**Exercise prompt**
An exact reproduction of the records is required, with all pictures omitted.

───── Dataset entries ─────

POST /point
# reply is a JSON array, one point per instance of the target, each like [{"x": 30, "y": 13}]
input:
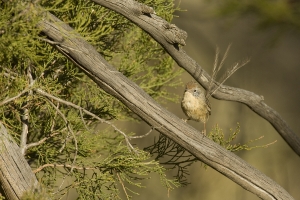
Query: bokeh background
[{"x": 273, "y": 72}]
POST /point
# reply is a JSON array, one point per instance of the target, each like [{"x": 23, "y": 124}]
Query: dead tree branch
[
  {"x": 170, "y": 37},
  {"x": 129, "y": 93}
]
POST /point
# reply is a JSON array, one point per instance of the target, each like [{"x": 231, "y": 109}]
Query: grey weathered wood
[
  {"x": 16, "y": 176},
  {"x": 164, "y": 34},
  {"x": 114, "y": 83}
]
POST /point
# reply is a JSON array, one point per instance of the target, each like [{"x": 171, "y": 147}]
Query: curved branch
[
  {"x": 169, "y": 36},
  {"x": 116, "y": 84}
]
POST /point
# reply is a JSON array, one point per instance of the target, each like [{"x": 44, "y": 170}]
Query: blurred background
[{"x": 264, "y": 34}]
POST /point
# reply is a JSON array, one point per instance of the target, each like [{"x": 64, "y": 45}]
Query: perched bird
[{"x": 195, "y": 105}]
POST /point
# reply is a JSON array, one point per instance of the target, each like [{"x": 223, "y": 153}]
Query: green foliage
[
  {"x": 218, "y": 137},
  {"x": 64, "y": 146},
  {"x": 271, "y": 13},
  {"x": 177, "y": 159}
]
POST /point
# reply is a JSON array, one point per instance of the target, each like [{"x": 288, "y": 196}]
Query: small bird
[{"x": 195, "y": 105}]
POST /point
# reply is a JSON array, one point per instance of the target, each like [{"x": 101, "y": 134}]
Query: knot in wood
[{"x": 174, "y": 35}]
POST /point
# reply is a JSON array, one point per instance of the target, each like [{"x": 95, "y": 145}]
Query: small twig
[
  {"x": 120, "y": 180},
  {"x": 83, "y": 121},
  {"x": 70, "y": 130},
  {"x": 62, "y": 165},
  {"x": 15, "y": 97},
  {"x": 145, "y": 135},
  {"x": 25, "y": 114},
  {"x": 228, "y": 74},
  {"x": 40, "y": 141}
]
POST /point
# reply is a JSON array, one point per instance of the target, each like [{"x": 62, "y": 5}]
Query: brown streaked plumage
[{"x": 194, "y": 104}]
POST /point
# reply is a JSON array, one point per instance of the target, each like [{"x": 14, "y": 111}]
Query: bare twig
[
  {"x": 40, "y": 141},
  {"x": 123, "y": 186},
  {"x": 62, "y": 165},
  {"x": 15, "y": 97},
  {"x": 25, "y": 114},
  {"x": 70, "y": 130}
]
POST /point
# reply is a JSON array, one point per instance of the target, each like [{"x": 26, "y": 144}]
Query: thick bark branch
[
  {"x": 169, "y": 36},
  {"x": 114, "y": 83},
  {"x": 16, "y": 176}
]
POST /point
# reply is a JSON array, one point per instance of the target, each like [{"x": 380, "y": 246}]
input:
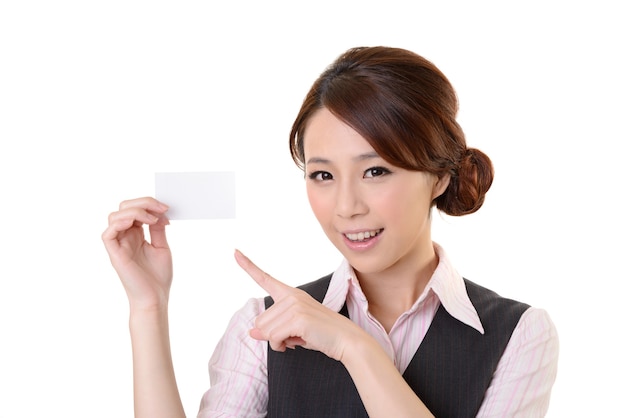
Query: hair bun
[{"x": 469, "y": 184}]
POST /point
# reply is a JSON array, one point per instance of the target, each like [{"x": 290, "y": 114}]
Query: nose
[{"x": 350, "y": 201}]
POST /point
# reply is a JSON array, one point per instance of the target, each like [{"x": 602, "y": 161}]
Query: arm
[
  {"x": 523, "y": 380},
  {"x": 145, "y": 270},
  {"x": 298, "y": 319}
]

─────

**Solution**
POST /point
# reply is a JSON array, one point per instance of the target, each like [{"x": 30, "y": 13}]
input:
Query: bokeh background
[{"x": 273, "y": 72}]
POST /point
# reply is a JSON array, one point per instance of the target, each like [{"x": 23, "y": 124}]
Query: dead tree branch
[
  {"x": 170, "y": 37},
  {"x": 129, "y": 93}
]
POST /point
# reply is a JSON array, one point per instance of the target, each like [{"x": 231, "y": 109}]
Query: grey weathered wood
[
  {"x": 16, "y": 176},
  {"x": 164, "y": 34},
  {"x": 114, "y": 83}
]
POST /point
# reply is a JSON array, one point per instance of the target, each like [{"x": 171, "y": 147}]
Query: curved branch
[
  {"x": 169, "y": 36},
  {"x": 116, "y": 84}
]
POST /point
# reply is a JSON array, one point per instance of the target, each like [{"x": 44, "y": 170}]
Query: blurred background
[{"x": 264, "y": 34}]
POST /point
# reply is a JSON array, one point per instance of the target, each like [{"x": 64, "y": 45}]
Query: perched bird
[{"x": 195, "y": 105}]
POST /point
# reply is a JSON array, one point per instance of the target, each like [{"x": 223, "y": 153}]
Query: green foliage
[
  {"x": 218, "y": 137},
  {"x": 64, "y": 146},
  {"x": 271, "y": 13},
  {"x": 177, "y": 159}
]
POST /point
# reply is a JSON array, one point per instance of the target, each like [{"x": 288, "y": 196}]
Query: small bird
[{"x": 195, "y": 105}]
POST /point
# reply is a JSON array, one point per instance of the target, each like [{"x": 101, "y": 134}]
Query: knot in wood
[{"x": 174, "y": 35}]
POST /point
# reply is a JSON array, one point per instance of the target, each like [{"x": 95, "y": 145}]
Query: small twig
[
  {"x": 120, "y": 180},
  {"x": 83, "y": 121},
  {"x": 70, "y": 130},
  {"x": 62, "y": 165},
  {"x": 15, "y": 97},
  {"x": 145, "y": 135},
  {"x": 25, "y": 114},
  {"x": 228, "y": 74},
  {"x": 40, "y": 141}
]
POST /point
# reply is a JSON array, one point per instance of the target, each like [{"x": 62, "y": 5}]
Query: brown streaked plumage
[{"x": 194, "y": 104}]
POST /point
# reply is a JSON array, one point per instance of the target, each like [{"x": 14, "y": 111}]
Query: bare twig
[
  {"x": 40, "y": 141},
  {"x": 123, "y": 186},
  {"x": 62, "y": 165},
  {"x": 15, "y": 97},
  {"x": 25, "y": 114},
  {"x": 70, "y": 130}
]
POST /point
# reply is a JSON array, one point per instance of the target, each like [{"x": 26, "y": 144}]
Query: thick bark branch
[
  {"x": 169, "y": 36},
  {"x": 114, "y": 83},
  {"x": 16, "y": 176}
]
POST /point
# reply is a JSON array, one point per instance of the target, each like [{"x": 380, "y": 246}]
input:
Query: hair bun
[{"x": 469, "y": 184}]
POST /point
# reply is a JSON array, one point per instance of the target, each like [{"x": 290, "y": 114}]
Query: nose
[{"x": 350, "y": 201}]
POST /point
# reply is a JSON array, one point per instance of the target, each like [{"x": 602, "y": 161}]
Query: arm
[
  {"x": 523, "y": 380},
  {"x": 145, "y": 270},
  {"x": 298, "y": 319}
]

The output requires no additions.